» **Exercise data**:
══════

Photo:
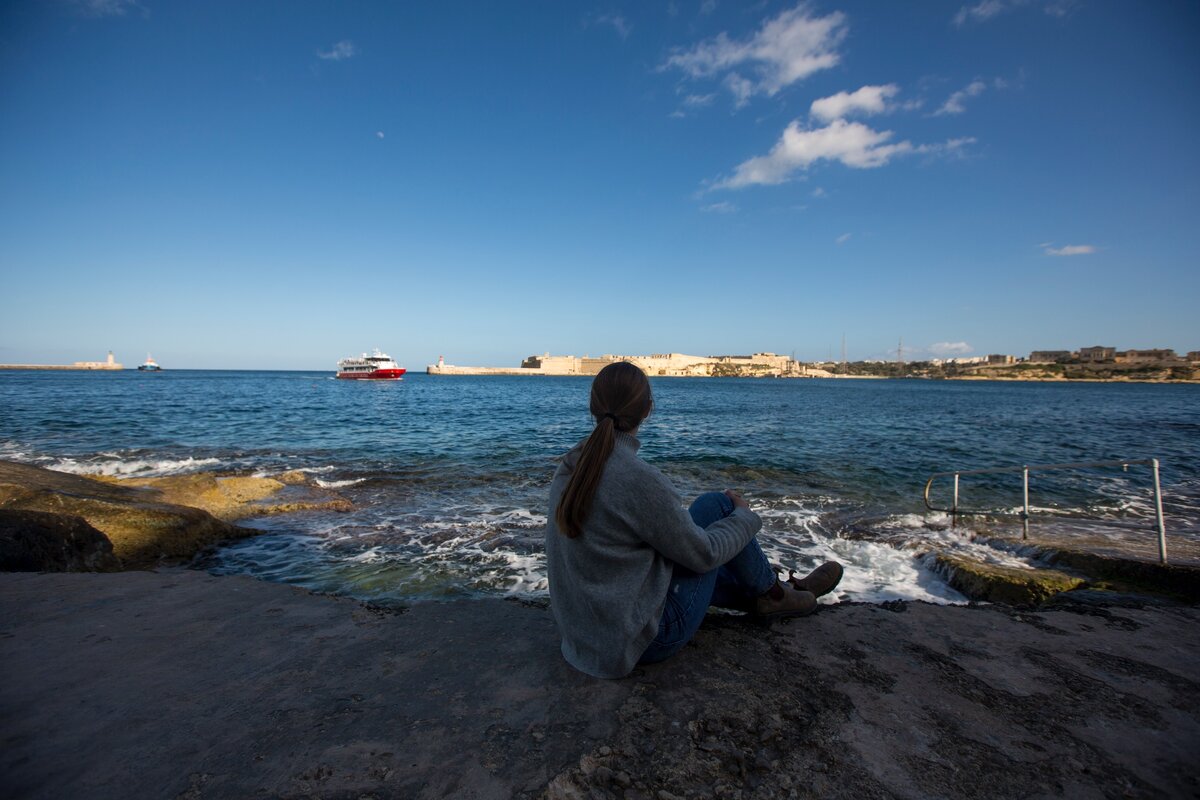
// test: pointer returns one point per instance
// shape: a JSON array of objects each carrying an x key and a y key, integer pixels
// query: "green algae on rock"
[
  {"x": 1003, "y": 584},
  {"x": 156, "y": 521}
]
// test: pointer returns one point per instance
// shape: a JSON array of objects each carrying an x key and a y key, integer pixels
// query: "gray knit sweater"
[{"x": 609, "y": 585}]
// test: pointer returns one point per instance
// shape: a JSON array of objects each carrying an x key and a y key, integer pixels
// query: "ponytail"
[{"x": 621, "y": 400}]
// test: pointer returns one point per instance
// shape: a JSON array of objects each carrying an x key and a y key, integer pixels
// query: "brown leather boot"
[
  {"x": 821, "y": 581},
  {"x": 784, "y": 600}
]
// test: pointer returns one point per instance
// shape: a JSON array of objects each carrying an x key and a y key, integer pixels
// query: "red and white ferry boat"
[{"x": 377, "y": 366}]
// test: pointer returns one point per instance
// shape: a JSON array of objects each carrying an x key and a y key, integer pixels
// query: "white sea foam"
[{"x": 112, "y": 464}]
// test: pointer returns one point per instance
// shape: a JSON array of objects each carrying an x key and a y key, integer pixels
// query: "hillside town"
[{"x": 1086, "y": 364}]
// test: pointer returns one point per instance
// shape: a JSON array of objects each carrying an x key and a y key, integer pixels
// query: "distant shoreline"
[{"x": 502, "y": 372}]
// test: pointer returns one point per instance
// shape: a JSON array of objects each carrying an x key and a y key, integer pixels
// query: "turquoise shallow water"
[{"x": 449, "y": 474}]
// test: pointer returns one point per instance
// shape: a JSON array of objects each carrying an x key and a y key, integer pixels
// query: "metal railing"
[{"x": 954, "y": 511}]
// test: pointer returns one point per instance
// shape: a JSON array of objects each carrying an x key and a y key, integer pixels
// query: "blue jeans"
[{"x": 731, "y": 585}]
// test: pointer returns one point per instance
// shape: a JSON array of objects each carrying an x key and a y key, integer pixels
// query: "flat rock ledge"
[
  {"x": 178, "y": 684},
  {"x": 148, "y": 521}
]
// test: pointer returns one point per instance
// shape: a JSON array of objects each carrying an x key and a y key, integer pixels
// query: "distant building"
[
  {"x": 669, "y": 364},
  {"x": 1050, "y": 356},
  {"x": 1095, "y": 354},
  {"x": 1147, "y": 356}
]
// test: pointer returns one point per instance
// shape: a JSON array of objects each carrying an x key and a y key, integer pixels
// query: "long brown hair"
[{"x": 621, "y": 400}]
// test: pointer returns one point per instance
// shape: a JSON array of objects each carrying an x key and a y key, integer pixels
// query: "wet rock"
[
  {"x": 143, "y": 530},
  {"x": 1060, "y": 701},
  {"x": 36, "y": 541},
  {"x": 1003, "y": 584},
  {"x": 235, "y": 497}
]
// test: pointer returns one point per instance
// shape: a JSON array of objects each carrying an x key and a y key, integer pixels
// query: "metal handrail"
[{"x": 954, "y": 511}]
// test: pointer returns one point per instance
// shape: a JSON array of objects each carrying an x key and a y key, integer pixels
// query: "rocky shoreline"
[
  {"x": 139, "y": 679},
  {"x": 137, "y": 522},
  {"x": 178, "y": 684}
]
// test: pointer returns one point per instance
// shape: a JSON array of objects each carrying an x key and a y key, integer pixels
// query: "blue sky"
[{"x": 256, "y": 185}]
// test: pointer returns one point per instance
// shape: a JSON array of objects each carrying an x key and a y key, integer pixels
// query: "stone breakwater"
[
  {"x": 72, "y": 522},
  {"x": 178, "y": 684}
]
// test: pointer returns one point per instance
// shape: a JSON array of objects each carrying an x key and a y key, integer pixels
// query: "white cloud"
[
  {"x": 985, "y": 10},
  {"x": 616, "y": 22},
  {"x": 340, "y": 52},
  {"x": 853, "y": 144},
  {"x": 979, "y": 12},
  {"x": 787, "y": 48},
  {"x": 690, "y": 103},
  {"x": 868, "y": 100},
  {"x": 107, "y": 7},
  {"x": 1071, "y": 250},
  {"x": 953, "y": 104}
]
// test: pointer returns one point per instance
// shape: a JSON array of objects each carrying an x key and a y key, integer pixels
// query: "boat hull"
[{"x": 378, "y": 374}]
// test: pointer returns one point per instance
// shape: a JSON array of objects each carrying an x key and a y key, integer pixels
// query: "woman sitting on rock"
[{"x": 631, "y": 573}]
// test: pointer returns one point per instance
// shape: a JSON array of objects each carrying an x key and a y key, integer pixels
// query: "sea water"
[{"x": 449, "y": 475}]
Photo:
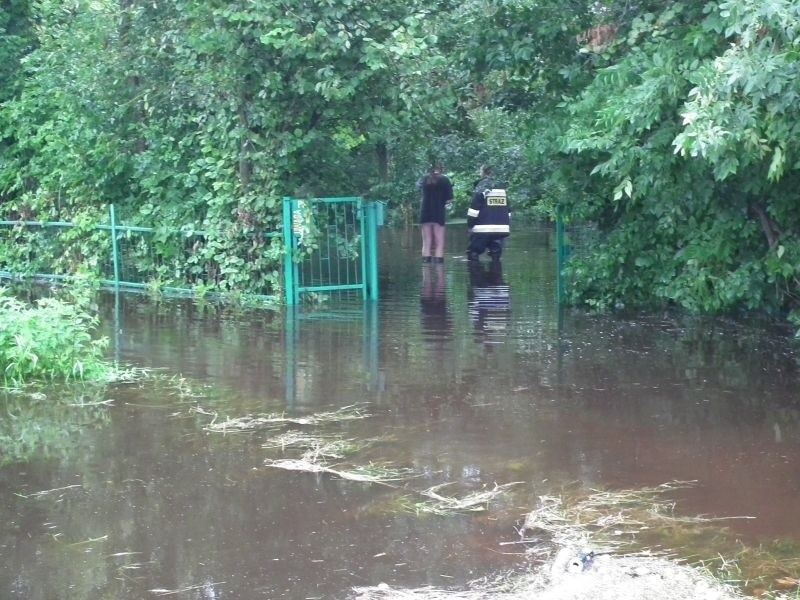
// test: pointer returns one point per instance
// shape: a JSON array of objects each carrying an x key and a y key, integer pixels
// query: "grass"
[
  {"x": 266, "y": 421},
  {"x": 49, "y": 341}
]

══════

» **What needs to be done**:
An exact, image-free transcription of all the records above is needed.

» **Solution for this problem**:
Photo:
// test: pointer returns one point per instance
// shape: a JSON array of objects each carrying an x key and a y key, integer pixels
// query: "green algae on rock"
[
  {"x": 1003, "y": 584},
  {"x": 156, "y": 521}
]
// test: pointer returns one point per instance
// shape: a JSON array of objects each carrying an x key and a y key, integer pixels
// query: "gray knit sweater"
[{"x": 609, "y": 585}]
// test: pointer returns one point per instance
// shape: a JSON array of objects each carrying an x key and a y key, integer pixels
// query: "ponytail"
[{"x": 621, "y": 400}]
// test: pointer returns one point per instance
// shape: a JSON array of objects each carrying an x key and a y key, integer pixels
// query: "brown leather boot"
[
  {"x": 821, "y": 581},
  {"x": 784, "y": 600}
]
// test: pointer returns one point per instance
// shape: a JSON array of objects each carrying an x key and a y key, integer pixels
// query: "red and white ferry boat"
[{"x": 377, "y": 366}]
// test: pointer returns one point per instance
// shape: a JSON array of objects each carrying an x key and a y key, integer pixels
// query: "white sea foam"
[{"x": 112, "y": 464}]
// test: pointer returns one point per instance
// shape: a JSON array of objects each carrying an x key and a y key, integer pixels
// query: "hillside town"
[{"x": 1086, "y": 364}]
// test: pointer returns one point per instance
// shape: a JSON array of objects each carrying an x key and a y key, integer pixels
// query: "distant shoreline"
[{"x": 502, "y": 372}]
// test: pointer returns one point per instance
// shape: a JSON array of objects each carrying an x key and a y key, integer pixels
// query: "turquoise shallow water"
[{"x": 449, "y": 474}]
// test: pointer returns one point per instance
// shape: a JSON array of objects each carrying an x key and a y key, integer pixels
// query: "metal railing"
[{"x": 954, "y": 511}]
// test: pointer returns one point per instance
// shape: a JSON array of objects each carrying an x key and a y key, integer pixels
// query: "blue jeans"
[{"x": 731, "y": 585}]
// test: pointer returns one point per instance
// shape: a JSON array of objects each carrying an x key and a y key, integer pixels
// query: "flat rock ledge"
[
  {"x": 178, "y": 684},
  {"x": 148, "y": 521}
]
// test: pointer returns one point per instance
// shape: a JSON array of objects each carrying an x key and a y key, integer pixels
// query: "distant building"
[
  {"x": 669, "y": 364},
  {"x": 1050, "y": 356},
  {"x": 1095, "y": 354},
  {"x": 1147, "y": 356}
]
// test: pointer returns one point per instance
// shape: a JSON array of objects each carrying an x key and a y key, integer pixels
// query: "long brown hair"
[{"x": 621, "y": 400}]
// test: pointer returns one point per instance
// shape: a JSON array of objects each carrying an x key and a y key, integer pixels
// query: "wet rock"
[
  {"x": 143, "y": 530},
  {"x": 1060, "y": 701},
  {"x": 36, "y": 541},
  {"x": 1003, "y": 584},
  {"x": 235, "y": 497}
]
// test: pointer returns one point per instance
// shape: a JSON array of objects each carrying an x key and a y key, integer pixels
// query: "metal handrail"
[{"x": 954, "y": 511}]
// test: pointer returns one point per instance
// shape: a JSON array of objects each carrying an x key and a y key, integer pixels
// query: "rocky shoreline"
[
  {"x": 139, "y": 679},
  {"x": 137, "y": 522},
  {"x": 178, "y": 684}
]
// test: pointer returns one point per instance
// shape: a JSON array of objects each carrying an x key and a y key, integer pixels
// query: "blue sky"
[{"x": 256, "y": 185}]
// test: pointer returns one point per instance
// shape: a JSON array of objects each carrying an x key and a y key, integer pixels
// query: "stone breakwater"
[
  {"x": 72, "y": 522},
  {"x": 178, "y": 684}
]
// test: pointer returns one point per instance
// shape: a JSON array of objects each carrying an x key and a y key, integer pixels
// query: "white cloud"
[
  {"x": 985, "y": 10},
  {"x": 616, "y": 22},
  {"x": 340, "y": 52},
  {"x": 853, "y": 144},
  {"x": 979, "y": 12},
  {"x": 787, "y": 48},
  {"x": 690, "y": 103},
  {"x": 868, "y": 100},
  {"x": 107, "y": 7},
  {"x": 1071, "y": 250},
  {"x": 953, "y": 104}
]
// test: pointer returns one point per instance
// shape: a JSON array of objects each carrying an x key and a y key, integer pixels
// query: "boat hull"
[{"x": 378, "y": 374}]
// test: pointer returns one point per instance
// shape: a JSON array of objects each carrying an x key and a y key, integer pixels
// query: "woman sitting on rock"
[{"x": 631, "y": 573}]
// test: pointer returns one point per instance
// shape: a JSON array of objects each carrying an x key and a y key, integer pixels
// query: "sea water"
[{"x": 449, "y": 475}]
Photo:
// test: pointer returns one point per instance
// shape: a JSON array of objects each carrying an x key and a y key, integer pixels
// query: "grass"
[
  {"x": 266, "y": 421},
  {"x": 49, "y": 341}
]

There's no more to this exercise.